=== Problem statement ===
Pull out every line of the records below that contains the string "grassy". Uppercase and lowercase letters count as different.

=== Supplied material ===
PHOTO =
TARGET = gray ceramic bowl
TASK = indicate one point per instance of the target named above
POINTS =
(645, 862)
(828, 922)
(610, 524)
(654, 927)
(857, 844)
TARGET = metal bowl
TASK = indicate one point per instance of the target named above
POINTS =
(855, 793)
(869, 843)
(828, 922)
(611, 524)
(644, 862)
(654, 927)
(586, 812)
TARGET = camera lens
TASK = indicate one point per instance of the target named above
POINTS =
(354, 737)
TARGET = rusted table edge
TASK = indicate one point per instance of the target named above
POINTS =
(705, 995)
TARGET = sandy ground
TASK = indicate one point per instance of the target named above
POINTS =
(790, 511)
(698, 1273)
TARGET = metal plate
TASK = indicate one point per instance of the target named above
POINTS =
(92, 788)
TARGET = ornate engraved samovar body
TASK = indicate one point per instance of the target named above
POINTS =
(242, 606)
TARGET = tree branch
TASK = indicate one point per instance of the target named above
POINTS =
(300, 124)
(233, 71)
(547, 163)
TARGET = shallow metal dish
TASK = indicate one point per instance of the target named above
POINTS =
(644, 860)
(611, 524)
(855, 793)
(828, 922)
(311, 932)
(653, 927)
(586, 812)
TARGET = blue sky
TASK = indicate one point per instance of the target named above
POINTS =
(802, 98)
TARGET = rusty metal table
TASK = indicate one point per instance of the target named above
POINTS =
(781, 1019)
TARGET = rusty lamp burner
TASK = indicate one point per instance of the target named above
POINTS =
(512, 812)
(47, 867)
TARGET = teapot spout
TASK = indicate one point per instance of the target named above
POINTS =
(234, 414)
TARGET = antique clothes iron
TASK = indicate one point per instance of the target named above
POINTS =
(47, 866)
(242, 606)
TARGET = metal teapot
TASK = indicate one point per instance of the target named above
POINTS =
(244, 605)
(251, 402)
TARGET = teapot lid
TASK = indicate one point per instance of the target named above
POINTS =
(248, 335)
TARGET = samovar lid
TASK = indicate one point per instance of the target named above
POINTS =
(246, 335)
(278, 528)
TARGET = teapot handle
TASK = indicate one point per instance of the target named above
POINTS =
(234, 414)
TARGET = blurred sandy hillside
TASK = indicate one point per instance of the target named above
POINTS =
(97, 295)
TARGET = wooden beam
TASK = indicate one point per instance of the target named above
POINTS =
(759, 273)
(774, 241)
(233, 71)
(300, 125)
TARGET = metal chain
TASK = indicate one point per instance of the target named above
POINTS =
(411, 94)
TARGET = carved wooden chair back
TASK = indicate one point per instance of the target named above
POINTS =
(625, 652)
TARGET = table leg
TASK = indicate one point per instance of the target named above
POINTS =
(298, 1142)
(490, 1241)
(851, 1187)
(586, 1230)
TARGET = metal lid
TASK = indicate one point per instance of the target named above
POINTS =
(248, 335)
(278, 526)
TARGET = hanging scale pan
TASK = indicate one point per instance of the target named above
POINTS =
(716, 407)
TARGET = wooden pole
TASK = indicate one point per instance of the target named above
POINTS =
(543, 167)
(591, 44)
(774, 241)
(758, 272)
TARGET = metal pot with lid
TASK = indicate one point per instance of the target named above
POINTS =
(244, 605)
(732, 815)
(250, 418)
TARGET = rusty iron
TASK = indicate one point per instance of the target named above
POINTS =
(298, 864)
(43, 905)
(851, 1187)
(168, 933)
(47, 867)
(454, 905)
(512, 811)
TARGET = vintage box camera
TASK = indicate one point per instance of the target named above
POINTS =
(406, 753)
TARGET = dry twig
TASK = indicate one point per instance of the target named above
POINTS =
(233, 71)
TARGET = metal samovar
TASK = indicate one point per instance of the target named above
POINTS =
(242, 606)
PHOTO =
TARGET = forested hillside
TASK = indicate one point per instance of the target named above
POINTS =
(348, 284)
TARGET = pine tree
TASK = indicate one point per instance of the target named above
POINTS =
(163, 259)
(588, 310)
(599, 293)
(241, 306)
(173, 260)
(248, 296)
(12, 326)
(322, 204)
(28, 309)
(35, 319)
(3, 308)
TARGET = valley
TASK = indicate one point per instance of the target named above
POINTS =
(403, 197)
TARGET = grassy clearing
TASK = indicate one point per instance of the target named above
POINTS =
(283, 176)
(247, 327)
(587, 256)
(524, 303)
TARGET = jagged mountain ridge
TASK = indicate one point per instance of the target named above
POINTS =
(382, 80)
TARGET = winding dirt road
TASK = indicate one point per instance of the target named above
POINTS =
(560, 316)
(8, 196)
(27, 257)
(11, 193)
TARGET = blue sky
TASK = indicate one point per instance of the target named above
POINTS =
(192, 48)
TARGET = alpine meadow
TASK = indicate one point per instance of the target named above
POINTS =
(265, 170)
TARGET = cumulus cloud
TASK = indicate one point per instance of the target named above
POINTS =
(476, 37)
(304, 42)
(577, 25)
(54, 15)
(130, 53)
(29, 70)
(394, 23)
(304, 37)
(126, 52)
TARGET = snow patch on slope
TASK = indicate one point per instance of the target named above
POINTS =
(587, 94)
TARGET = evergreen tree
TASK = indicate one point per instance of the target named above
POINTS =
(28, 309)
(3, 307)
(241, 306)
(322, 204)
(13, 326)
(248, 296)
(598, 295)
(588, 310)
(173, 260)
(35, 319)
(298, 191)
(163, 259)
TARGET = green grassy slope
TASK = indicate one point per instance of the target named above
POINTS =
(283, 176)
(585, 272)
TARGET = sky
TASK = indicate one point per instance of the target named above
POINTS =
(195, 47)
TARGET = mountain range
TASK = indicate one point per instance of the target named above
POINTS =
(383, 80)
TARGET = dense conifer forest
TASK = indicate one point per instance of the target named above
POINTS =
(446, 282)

--

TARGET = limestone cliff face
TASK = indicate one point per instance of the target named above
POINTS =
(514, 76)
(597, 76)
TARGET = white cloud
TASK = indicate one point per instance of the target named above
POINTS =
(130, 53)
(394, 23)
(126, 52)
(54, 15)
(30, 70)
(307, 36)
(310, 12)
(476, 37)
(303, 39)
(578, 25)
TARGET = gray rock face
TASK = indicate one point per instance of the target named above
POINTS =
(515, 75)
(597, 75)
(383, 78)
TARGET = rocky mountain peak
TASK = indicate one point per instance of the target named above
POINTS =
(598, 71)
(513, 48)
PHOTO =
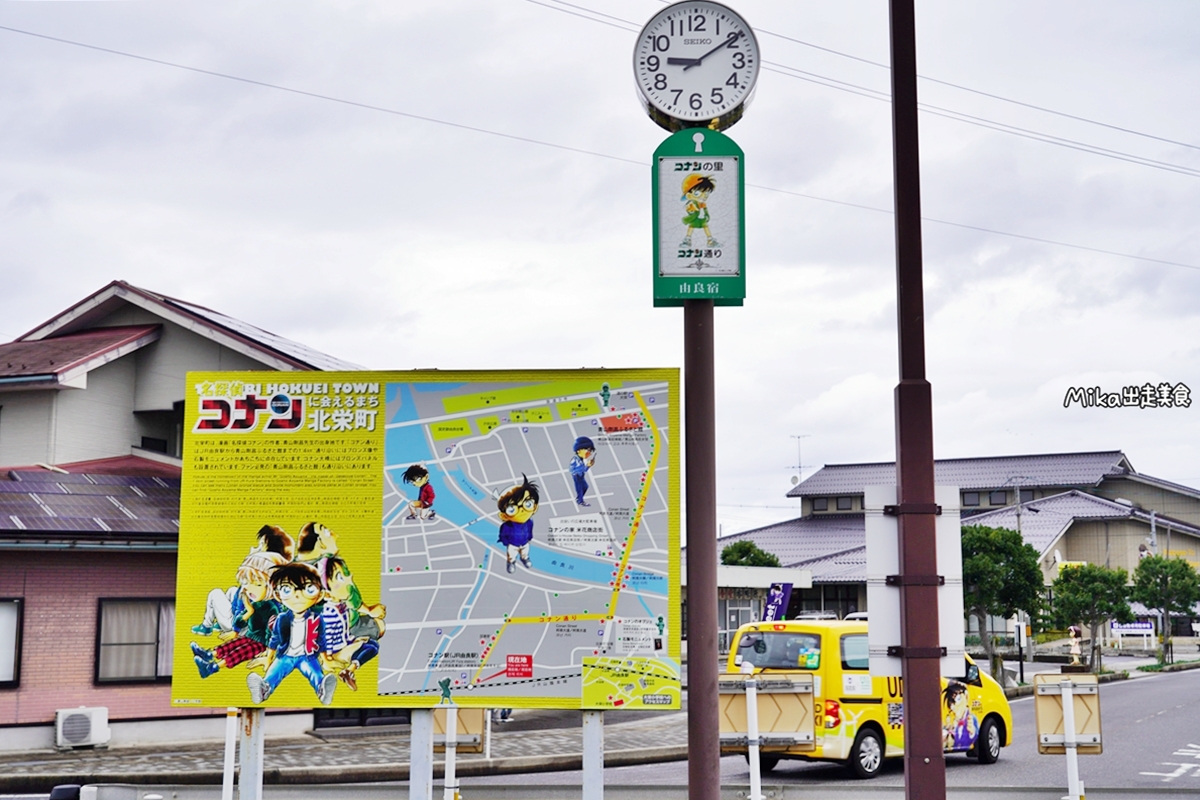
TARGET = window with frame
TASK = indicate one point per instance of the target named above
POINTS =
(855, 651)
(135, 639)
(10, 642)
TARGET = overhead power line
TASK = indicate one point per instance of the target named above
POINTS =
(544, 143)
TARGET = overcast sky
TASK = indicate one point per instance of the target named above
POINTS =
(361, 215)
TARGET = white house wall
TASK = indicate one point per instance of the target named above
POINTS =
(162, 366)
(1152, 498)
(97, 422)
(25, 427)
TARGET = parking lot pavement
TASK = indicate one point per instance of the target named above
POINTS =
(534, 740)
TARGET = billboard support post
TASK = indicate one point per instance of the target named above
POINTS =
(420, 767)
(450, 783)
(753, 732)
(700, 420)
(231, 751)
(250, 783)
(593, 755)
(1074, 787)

...

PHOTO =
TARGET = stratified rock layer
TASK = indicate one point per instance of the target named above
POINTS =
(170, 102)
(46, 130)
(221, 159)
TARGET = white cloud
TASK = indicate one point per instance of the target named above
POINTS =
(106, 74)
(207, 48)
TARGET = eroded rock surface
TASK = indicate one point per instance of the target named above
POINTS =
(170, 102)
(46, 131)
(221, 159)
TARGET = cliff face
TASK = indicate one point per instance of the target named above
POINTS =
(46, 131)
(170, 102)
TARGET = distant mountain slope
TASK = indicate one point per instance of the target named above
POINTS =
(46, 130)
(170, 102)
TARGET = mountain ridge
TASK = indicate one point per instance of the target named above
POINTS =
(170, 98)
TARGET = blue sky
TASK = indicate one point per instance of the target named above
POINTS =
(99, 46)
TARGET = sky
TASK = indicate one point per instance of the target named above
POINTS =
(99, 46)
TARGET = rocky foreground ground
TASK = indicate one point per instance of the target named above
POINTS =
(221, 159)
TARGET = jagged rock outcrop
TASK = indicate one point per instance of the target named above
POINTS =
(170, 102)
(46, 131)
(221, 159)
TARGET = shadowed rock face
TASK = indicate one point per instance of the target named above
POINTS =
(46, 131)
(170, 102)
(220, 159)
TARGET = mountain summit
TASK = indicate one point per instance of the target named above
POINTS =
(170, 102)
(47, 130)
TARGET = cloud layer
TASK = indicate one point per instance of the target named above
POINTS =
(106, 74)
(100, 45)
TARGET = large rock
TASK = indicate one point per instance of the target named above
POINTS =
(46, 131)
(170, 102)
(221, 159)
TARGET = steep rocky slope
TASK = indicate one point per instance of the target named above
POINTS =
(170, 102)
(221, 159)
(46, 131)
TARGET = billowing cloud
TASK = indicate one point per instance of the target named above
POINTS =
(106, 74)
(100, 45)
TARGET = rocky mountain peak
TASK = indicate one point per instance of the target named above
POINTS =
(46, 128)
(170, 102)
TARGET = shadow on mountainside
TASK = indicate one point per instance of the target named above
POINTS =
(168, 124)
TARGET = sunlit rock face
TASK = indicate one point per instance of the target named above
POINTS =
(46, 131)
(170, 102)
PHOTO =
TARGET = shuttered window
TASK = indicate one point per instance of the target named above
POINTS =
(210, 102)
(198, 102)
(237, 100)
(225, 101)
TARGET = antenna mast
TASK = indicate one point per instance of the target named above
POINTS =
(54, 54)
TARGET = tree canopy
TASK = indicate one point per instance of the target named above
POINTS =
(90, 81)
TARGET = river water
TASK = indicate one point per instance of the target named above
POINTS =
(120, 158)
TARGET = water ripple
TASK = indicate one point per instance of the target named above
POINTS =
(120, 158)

=== Response to the task ===
TARGET = grassy clearing
TARGET = green grassy slope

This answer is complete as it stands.